# intercept text messages? or sniff packets sent by phones?



## mikesx4911 (Jul 14, 2010)

Is there a app that sniff packets sent by cell phones, my whole goal would be to intercept text messages or the data thats sent by cell phones. I came up with this idea when I was messing around with packet sniffer and thought about the idea but on cell phones. Is there something already out like this?


----------



## droidhacks (Jul 15, 2010)

*Wireshark at a "router"*

While not an on-device solution, I use this setup when I want to watch the traffic between my phone and the network:

"sorry, apparently I can't post a link to this forum, it's at my site droidhacks.com, click on the wireshark tag in the sidebar and you'll find the post"

Having a full Wireshark install running on the desktop is great for poking through the data. I think some folks do the capture on the device and then just move the capture file across. Also helps sometimes to pull the SIM to make sure all the traffic goes through the laptop and not through the network. Sharing on OS X with an handset can be a bit fidgety when first starting up.


----------



## R3nrut (Jul 17, 2010)

Find shark for android and sharkreader.  Both of which can be found in this forum.

Sent from my Nexus One using XDA App


----------



## tmpmailone (Nov 14, 2010)

can this be countermanded? stoped, disabled somehow? encrypted packets? someone's safety could be at risk.


----------



## rTiGd2 (Nov 15, 2010)

Are you looking to capture the communications of other phones, rather than your own? If so, good luck, it's encrypted traffic.


----------



## Infinitum (Nov 15, 2010)

Sounds pretty stupid and no, it is not possible. I would rather want a network sniffer for android. Connect to your local coffee shop network and start sniffing.


----------



## tmpmailone (Nov 15, 2010)

rTiGd2 said:


> Are you looking to capture the communications of other phones, rather than your own? If so, good luck, it's encrypted traffic.

Click to collapse



no, i'm just curious how this can be done.

if its encrypted how can you read the packets with your program then ?

some kind of id or serial number?


----------



## rTiGd2 (Nov 15, 2010)

tmpmailone said:


> no, i'm just curious how this can be done.
> 
> if its encrypted how can you read the packets with your program then ?
> 
> some kind of id or serial number?

Click to collapse



Ok, I think we need a rather large dose of reality here. You'll not manage it, simple as that, certainly not from a consumer device. I suspect you are thinking along the line of WiFi wireless, where you can monitor what other devices are sending. If you really wish to know more then google 'usrp' and you'll soon see you'll need far more hardware and software to start capturing GSM traffic.


----------



## tmpmailone (Nov 15, 2010)

ok so you're saying with my router i can't capture my text messages, like those sent and received with the YMesenger app ?

# Supplied material
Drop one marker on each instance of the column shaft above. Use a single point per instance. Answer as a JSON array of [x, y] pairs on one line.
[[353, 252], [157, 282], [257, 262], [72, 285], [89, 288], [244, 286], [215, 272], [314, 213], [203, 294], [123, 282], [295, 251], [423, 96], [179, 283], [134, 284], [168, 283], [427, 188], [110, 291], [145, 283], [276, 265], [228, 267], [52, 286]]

# What you will do
Please list each distinct username that posts in the forum thread on sniffing phone packets, naming each one only once.

# Correct output
mikesx4911
droidhacks
R3nrut
tmpmailone
rTiGd2
Infinitum